## What to produce:
Render every line of the rows below as a JSON list of strings, one string per line, skipping blank lines. Leave the pictures out of the list.

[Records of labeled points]
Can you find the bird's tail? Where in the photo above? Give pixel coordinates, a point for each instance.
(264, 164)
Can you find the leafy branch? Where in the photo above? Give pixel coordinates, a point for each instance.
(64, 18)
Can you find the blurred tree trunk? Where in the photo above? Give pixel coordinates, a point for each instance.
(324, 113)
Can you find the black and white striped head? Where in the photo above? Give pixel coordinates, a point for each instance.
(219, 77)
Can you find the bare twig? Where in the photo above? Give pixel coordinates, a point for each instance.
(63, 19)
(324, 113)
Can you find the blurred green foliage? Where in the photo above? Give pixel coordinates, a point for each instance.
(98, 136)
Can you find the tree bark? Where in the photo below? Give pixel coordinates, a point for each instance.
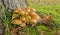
(9, 6)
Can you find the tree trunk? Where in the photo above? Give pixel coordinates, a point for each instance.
(9, 6)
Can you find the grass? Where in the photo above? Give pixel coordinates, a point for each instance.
(38, 29)
(46, 10)
(6, 21)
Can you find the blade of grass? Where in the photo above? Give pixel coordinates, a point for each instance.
(6, 20)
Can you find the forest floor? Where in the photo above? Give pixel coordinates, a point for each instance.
(39, 29)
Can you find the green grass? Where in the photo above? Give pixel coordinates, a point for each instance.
(38, 29)
(46, 10)
(6, 21)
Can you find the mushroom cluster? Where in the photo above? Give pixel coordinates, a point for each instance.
(25, 16)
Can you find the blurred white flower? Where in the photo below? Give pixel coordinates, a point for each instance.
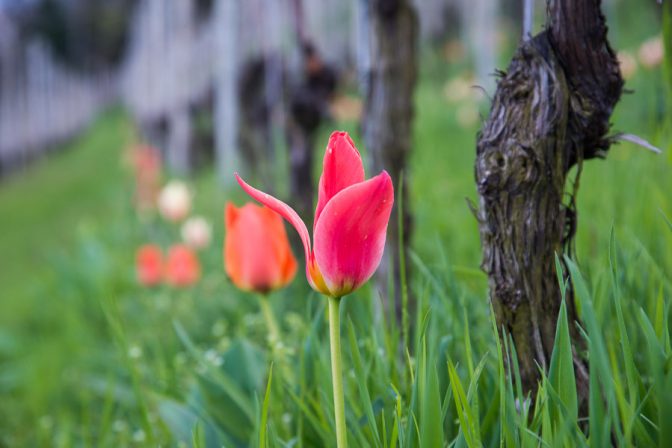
(196, 232)
(628, 64)
(119, 426)
(134, 352)
(652, 52)
(175, 201)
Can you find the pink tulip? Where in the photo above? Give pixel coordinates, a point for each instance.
(350, 220)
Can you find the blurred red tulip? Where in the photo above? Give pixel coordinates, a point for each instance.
(257, 256)
(350, 221)
(149, 265)
(182, 266)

## Reply to the exercise:
[
  "Can you find the bird's tail? Where in the photo above? Give pixel coordinates, a point for each instance.",
  "(264, 164)",
  "Can you find the leafy branch? Where in the photo above? Give pixel coordinates, a point for each instance.",
  "(64, 18)",
  "Can you find the blurred tree trunk? Where in the photo above? Give pixel coordinates, a point for each instance.",
  "(324, 113)",
  "Can you find the black and white striped head? Where in the photo above? Give pixel coordinates, a point for each instance.",
  "(219, 77)",
  "Can you find the bare twig? Where in the photo above? Give pixel coordinates, a point for each instance.",
  "(63, 19)",
  "(324, 113)",
  "Can you find the blurred green foliage? Where in the photo above? Give pixel coordinates, a point for each instance.",
  "(98, 136)",
  "Can you find the tree bark? Where in the photo below? Give pixel coordinates, a point for each instance.",
  "(9, 6)",
  "Can you find the tree trunk? Where in the photo above? Give pixel coordinates, a point for each instance.",
  "(9, 6)",
  "Can you find the grass? Where in the photo above? Give pixel coordinates, a point for each instance.",
  "(38, 29)",
  "(46, 10)",
  "(6, 21)",
  "Can you find the blade of grass? Where in the photo above? Give pixel coordinates, a point for each instance.",
  "(6, 20)",
  "Can you find the forest floor? Where in the photo above? Give pixel coordinates, a point for each instance.",
  "(39, 29)",
  "Can you find the green grass? Where in the photo above? Give pixel coordinates, a point for each instance.",
  "(38, 29)",
  "(46, 10)",
  "(6, 21)",
  "Can you find the mushroom cluster? Where in the photo above? Give pixel coordinates, a point for each instance.",
  "(25, 16)",
  "Can you find the blurred white flower? Where in the photo below? Give pixel coordinates, a point for each instance.",
  "(196, 232)",
  "(628, 64)",
  "(119, 426)",
  "(134, 352)",
  "(652, 52)",
  "(175, 201)",
  "Can you find the pink tulip? Where in the photo above? Give pixel coordinates, a point for each instance.",
  "(350, 220)",
  "Can you find the blurred red tulip? Where in the photo above? Give pixel coordinates, a point for each instance.",
  "(257, 256)",
  "(350, 221)",
  "(149, 265)",
  "(182, 266)"
]